What to work on: For the material below, return exactly the lines starting at the one holding "Identify man's forearm in the frame above." and ending at the one holding "Identify green foliage in the frame above.", counting both as part of the range.
= = =
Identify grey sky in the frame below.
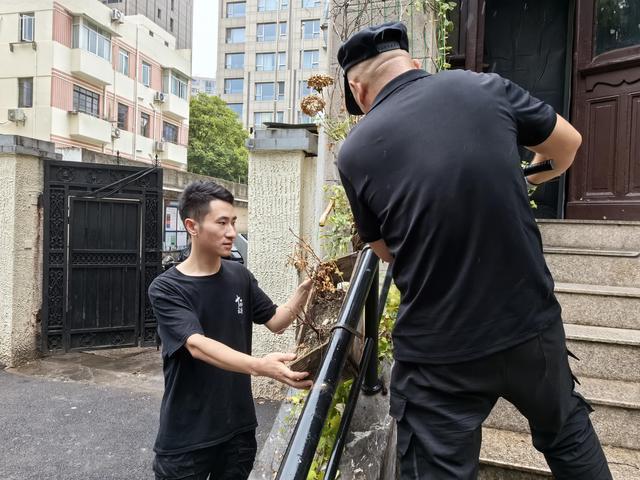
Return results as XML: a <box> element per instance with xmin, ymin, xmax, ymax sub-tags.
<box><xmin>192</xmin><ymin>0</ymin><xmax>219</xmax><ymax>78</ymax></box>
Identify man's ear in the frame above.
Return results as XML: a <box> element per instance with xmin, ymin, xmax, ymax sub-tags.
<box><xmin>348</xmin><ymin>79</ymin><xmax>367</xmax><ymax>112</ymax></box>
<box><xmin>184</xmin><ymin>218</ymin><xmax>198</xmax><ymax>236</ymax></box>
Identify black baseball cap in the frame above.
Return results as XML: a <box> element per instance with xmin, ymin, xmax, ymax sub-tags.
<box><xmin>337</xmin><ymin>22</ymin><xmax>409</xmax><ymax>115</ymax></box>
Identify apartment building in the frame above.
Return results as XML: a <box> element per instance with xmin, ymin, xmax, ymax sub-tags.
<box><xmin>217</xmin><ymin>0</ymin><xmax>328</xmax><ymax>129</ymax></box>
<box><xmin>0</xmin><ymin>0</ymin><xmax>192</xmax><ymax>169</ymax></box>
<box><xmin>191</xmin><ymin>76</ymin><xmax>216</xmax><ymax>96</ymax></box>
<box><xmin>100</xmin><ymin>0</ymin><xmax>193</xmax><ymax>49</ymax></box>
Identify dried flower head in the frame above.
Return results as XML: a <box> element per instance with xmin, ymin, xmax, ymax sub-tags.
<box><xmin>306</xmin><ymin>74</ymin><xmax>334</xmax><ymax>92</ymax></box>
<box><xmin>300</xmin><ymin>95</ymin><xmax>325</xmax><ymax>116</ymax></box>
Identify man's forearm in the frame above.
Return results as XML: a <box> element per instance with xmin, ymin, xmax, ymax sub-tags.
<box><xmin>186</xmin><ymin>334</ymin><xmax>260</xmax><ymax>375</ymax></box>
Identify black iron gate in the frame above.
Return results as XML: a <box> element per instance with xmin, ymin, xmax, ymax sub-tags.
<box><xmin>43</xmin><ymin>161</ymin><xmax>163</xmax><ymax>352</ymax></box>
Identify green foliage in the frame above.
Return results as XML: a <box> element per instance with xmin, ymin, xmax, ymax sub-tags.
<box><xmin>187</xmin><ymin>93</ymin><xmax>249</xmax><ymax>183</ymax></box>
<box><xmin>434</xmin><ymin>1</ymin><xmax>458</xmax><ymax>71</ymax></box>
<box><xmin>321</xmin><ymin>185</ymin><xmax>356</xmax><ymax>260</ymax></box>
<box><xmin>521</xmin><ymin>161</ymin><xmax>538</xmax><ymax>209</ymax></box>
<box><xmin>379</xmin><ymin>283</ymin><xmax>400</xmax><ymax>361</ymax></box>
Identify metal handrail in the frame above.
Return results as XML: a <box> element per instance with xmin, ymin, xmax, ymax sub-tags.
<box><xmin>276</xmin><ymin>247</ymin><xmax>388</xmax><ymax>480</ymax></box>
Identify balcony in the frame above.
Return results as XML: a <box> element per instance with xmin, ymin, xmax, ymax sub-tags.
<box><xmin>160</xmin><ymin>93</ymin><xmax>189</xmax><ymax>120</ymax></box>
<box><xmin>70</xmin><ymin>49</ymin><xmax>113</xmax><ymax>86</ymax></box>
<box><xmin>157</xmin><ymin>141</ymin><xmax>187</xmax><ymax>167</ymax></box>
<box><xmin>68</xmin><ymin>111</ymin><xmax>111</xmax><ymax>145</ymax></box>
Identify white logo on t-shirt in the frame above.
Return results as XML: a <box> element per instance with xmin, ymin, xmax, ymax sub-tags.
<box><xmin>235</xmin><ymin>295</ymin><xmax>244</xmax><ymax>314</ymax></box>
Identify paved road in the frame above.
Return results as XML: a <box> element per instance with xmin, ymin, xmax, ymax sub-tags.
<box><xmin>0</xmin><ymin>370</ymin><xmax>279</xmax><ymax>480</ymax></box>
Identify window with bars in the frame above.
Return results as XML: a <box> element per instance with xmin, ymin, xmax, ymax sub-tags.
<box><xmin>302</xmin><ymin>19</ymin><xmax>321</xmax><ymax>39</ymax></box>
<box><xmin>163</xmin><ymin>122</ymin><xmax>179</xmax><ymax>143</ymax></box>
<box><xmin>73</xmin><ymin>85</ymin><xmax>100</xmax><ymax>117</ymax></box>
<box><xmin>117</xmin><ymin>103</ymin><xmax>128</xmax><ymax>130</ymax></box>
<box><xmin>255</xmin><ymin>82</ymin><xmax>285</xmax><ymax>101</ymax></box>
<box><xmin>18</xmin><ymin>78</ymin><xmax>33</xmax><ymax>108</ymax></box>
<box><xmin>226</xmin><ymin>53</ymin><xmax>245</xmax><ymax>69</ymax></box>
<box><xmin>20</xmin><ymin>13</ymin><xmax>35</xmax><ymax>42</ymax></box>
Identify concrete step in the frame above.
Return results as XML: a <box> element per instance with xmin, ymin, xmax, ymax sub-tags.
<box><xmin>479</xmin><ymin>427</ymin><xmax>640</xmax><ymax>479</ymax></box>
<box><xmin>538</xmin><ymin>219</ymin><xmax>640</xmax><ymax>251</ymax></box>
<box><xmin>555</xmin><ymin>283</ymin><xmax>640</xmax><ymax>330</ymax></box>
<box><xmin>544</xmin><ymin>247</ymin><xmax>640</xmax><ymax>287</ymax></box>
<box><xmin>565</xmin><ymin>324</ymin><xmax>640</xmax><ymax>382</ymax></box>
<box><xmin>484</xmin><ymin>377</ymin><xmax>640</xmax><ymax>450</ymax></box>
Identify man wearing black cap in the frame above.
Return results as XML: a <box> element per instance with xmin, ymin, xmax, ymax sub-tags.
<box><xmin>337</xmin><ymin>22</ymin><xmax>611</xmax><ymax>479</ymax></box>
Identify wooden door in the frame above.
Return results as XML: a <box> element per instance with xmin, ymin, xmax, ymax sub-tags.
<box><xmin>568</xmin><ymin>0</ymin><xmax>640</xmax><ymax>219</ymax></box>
= = =
Response to this task:
Identify man's forearm in the frame above.
Return results as XML: a <box> element per instance with xmin, ymin, xmax, ymax sub-tags.
<box><xmin>186</xmin><ymin>334</ymin><xmax>260</xmax><ymax>375</ymax></box>
Identify black iron gate in the frame above.
Return results as XML: a <box> element per instance with xmin, ymin, xmax, ymax sub-tags.
<box><xmin>43</xmin><ymin>161</ymin><xmax>163</xmax><ymax>352</ymax></box>
Identify green foliage in the frame above.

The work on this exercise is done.